Aim of the exercise
Filter the listing below down to the lines that contain the word "floor". Letter case counts when matching.

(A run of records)
**********

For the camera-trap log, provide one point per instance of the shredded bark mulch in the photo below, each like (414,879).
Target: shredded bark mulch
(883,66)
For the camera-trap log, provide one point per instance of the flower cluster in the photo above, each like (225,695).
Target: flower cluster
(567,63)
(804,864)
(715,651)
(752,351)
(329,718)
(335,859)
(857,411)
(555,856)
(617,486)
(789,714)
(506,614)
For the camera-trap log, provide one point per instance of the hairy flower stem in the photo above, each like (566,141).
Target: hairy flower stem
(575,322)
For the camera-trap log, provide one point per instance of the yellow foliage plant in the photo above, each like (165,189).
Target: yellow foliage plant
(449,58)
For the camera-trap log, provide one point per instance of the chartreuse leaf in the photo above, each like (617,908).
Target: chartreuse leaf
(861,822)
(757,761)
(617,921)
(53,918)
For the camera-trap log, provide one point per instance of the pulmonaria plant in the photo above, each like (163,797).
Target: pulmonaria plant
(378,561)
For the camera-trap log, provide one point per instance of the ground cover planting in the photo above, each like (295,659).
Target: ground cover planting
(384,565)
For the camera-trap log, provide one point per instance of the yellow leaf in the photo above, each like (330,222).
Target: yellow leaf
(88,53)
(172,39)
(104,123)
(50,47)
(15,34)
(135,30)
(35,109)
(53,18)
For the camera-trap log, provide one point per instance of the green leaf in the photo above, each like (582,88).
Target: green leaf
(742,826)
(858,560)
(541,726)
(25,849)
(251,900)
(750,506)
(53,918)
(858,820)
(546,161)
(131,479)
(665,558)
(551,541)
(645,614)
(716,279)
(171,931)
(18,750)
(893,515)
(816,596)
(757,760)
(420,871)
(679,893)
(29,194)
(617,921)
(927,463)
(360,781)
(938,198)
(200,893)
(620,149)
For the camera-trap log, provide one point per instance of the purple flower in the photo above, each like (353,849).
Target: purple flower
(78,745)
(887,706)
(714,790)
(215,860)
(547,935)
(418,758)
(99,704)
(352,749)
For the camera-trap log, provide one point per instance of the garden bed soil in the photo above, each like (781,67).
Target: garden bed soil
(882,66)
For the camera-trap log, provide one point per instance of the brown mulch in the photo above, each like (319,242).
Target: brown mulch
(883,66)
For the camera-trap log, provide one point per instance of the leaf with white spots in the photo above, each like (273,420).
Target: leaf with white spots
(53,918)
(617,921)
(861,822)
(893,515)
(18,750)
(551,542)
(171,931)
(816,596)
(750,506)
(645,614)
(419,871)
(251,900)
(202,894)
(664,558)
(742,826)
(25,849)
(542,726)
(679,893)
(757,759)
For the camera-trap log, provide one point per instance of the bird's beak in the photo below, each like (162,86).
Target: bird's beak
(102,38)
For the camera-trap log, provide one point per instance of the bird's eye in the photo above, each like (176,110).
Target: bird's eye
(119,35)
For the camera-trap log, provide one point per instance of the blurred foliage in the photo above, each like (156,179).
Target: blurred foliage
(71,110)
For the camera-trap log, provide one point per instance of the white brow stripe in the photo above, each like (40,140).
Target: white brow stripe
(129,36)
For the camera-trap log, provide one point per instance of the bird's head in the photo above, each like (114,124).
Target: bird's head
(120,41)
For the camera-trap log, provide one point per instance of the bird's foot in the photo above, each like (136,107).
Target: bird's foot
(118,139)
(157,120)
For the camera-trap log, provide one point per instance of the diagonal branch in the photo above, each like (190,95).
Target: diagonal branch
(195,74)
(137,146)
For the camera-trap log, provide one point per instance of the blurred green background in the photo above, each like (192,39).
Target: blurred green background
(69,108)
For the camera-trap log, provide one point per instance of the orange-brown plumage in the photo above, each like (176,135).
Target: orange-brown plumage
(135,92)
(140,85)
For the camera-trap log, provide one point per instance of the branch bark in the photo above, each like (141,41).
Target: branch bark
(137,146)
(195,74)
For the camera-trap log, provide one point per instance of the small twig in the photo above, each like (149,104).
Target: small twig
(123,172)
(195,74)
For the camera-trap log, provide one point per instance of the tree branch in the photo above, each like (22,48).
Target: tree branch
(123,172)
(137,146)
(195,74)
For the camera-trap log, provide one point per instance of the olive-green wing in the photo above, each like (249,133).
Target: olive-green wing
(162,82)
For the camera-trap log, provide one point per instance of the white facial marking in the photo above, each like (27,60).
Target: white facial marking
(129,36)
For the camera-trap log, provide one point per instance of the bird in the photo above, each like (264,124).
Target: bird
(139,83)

**********

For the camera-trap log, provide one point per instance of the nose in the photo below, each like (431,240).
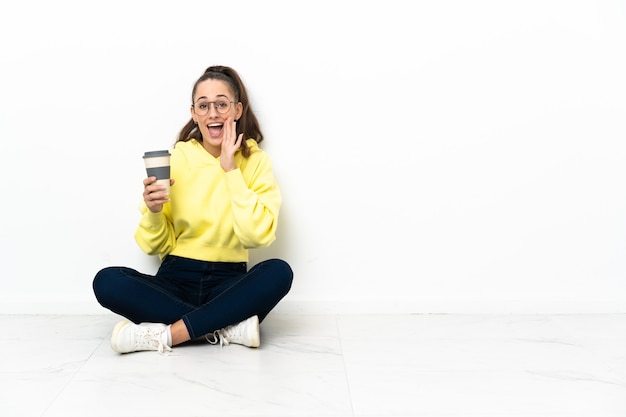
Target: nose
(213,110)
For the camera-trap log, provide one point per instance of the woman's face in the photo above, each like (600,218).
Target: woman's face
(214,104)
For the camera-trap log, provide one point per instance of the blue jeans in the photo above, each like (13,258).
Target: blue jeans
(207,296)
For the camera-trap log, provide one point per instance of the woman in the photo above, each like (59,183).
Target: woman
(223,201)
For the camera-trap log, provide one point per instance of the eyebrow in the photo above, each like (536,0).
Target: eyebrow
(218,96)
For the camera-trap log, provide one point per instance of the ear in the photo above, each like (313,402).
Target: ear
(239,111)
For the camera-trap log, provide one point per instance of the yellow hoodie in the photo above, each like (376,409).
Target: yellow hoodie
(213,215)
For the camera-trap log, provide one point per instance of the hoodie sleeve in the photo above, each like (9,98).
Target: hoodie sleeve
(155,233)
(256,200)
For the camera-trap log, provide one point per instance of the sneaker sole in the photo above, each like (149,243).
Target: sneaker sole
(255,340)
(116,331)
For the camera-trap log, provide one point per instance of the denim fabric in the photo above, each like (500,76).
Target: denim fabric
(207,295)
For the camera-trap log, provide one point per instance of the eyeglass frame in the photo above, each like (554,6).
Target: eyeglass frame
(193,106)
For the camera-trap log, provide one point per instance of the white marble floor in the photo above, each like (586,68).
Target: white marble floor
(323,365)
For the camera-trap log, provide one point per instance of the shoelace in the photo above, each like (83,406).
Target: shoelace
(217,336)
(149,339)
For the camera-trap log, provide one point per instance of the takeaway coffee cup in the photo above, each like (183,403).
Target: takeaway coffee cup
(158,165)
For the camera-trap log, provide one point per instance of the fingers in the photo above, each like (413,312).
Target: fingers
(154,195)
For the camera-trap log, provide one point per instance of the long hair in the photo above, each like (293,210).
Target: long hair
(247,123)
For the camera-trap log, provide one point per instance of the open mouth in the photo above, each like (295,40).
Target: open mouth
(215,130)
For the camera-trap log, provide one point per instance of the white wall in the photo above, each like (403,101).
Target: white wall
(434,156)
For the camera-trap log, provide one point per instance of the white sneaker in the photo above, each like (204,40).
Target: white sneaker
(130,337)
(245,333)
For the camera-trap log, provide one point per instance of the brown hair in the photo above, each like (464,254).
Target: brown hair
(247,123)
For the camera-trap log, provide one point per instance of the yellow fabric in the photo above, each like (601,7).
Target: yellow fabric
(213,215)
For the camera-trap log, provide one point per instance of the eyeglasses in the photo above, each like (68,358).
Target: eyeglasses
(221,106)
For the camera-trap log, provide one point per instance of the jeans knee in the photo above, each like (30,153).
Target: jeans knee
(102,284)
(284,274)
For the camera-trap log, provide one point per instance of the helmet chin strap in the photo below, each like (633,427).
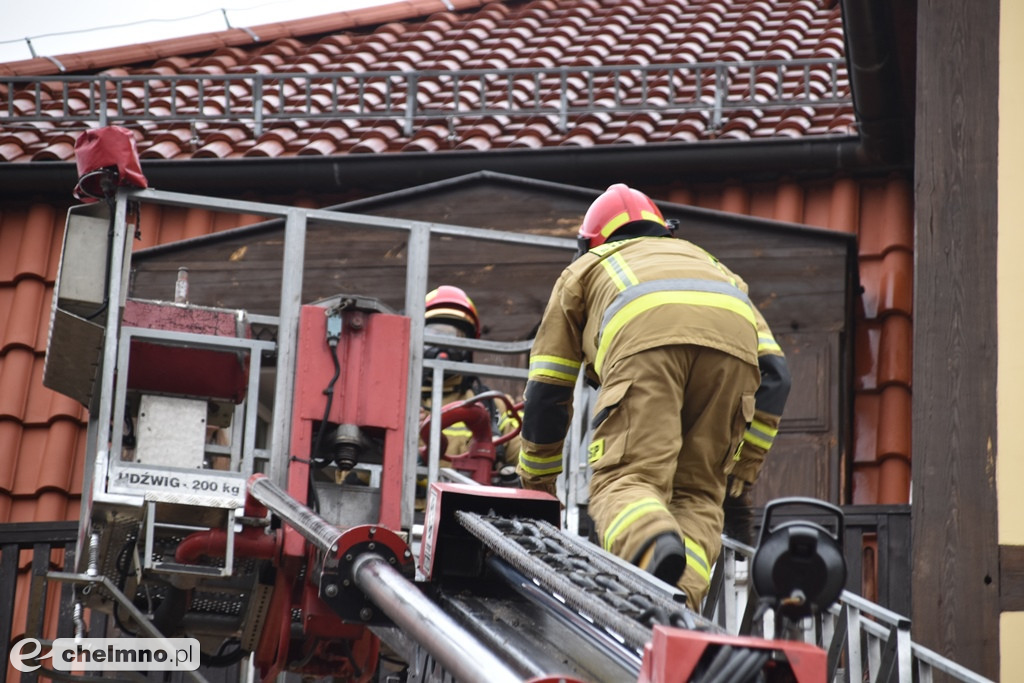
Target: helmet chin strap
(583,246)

**********

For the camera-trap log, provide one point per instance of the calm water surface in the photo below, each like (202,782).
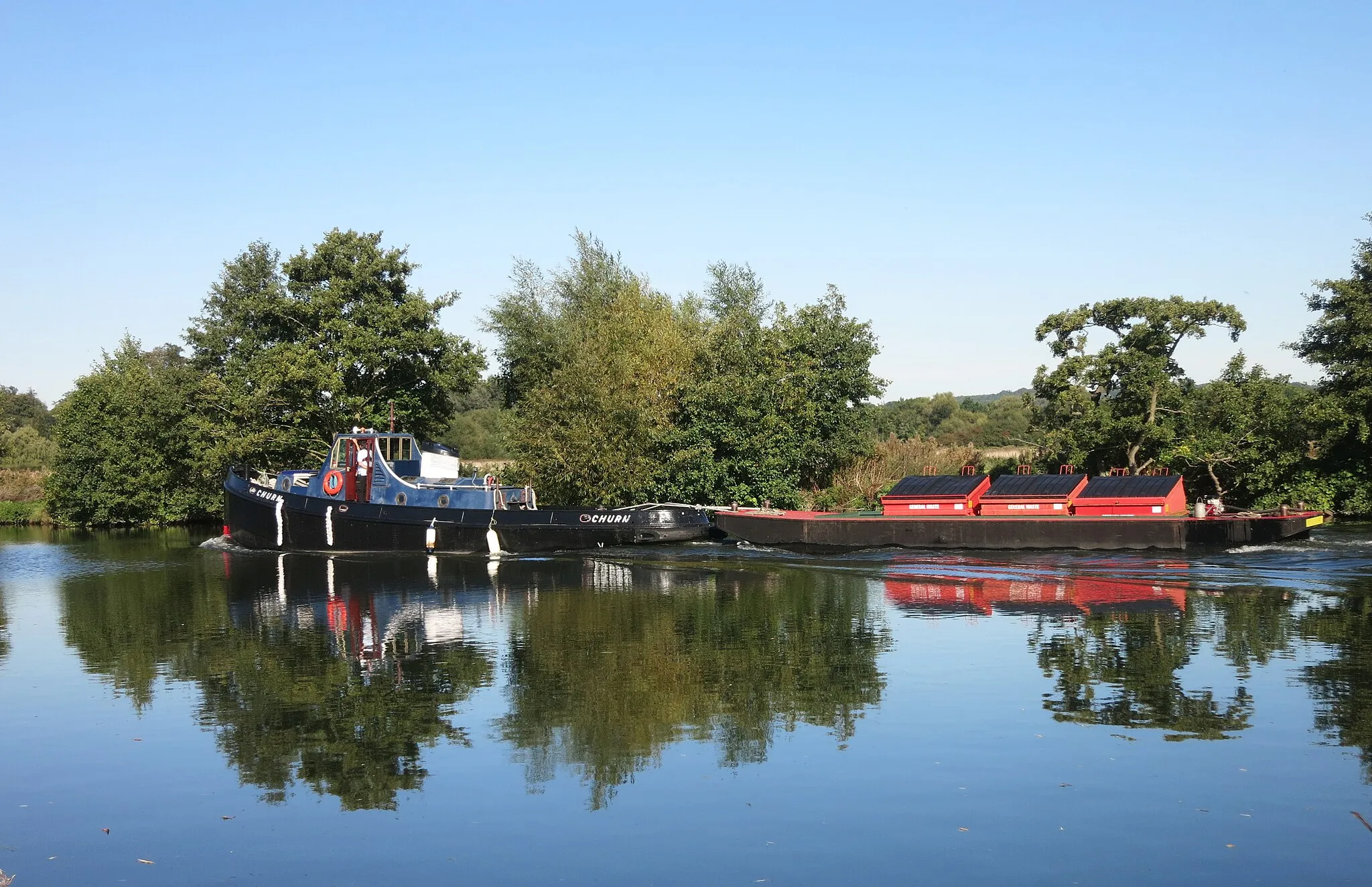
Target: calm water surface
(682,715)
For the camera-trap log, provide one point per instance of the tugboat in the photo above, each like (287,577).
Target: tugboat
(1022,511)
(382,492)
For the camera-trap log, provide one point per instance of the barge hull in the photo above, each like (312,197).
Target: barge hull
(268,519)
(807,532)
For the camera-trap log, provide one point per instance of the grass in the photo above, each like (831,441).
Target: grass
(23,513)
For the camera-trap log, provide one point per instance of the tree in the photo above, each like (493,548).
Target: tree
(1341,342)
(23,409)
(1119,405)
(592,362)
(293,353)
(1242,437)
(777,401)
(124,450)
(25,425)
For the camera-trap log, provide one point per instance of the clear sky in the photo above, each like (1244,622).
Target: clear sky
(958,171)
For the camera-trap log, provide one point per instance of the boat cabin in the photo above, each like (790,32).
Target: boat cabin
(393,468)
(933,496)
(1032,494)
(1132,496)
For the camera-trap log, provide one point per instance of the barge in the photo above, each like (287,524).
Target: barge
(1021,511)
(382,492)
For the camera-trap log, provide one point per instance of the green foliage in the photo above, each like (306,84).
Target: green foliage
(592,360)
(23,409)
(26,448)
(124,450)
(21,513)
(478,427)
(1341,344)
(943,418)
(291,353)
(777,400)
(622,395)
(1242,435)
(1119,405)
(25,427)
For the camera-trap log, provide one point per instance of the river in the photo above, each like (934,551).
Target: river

**********

Solution for this exercise
For the camera-trap log, provide one point per instance of the white marble floor in the photo above, each like (586,68).
Target: white marble floor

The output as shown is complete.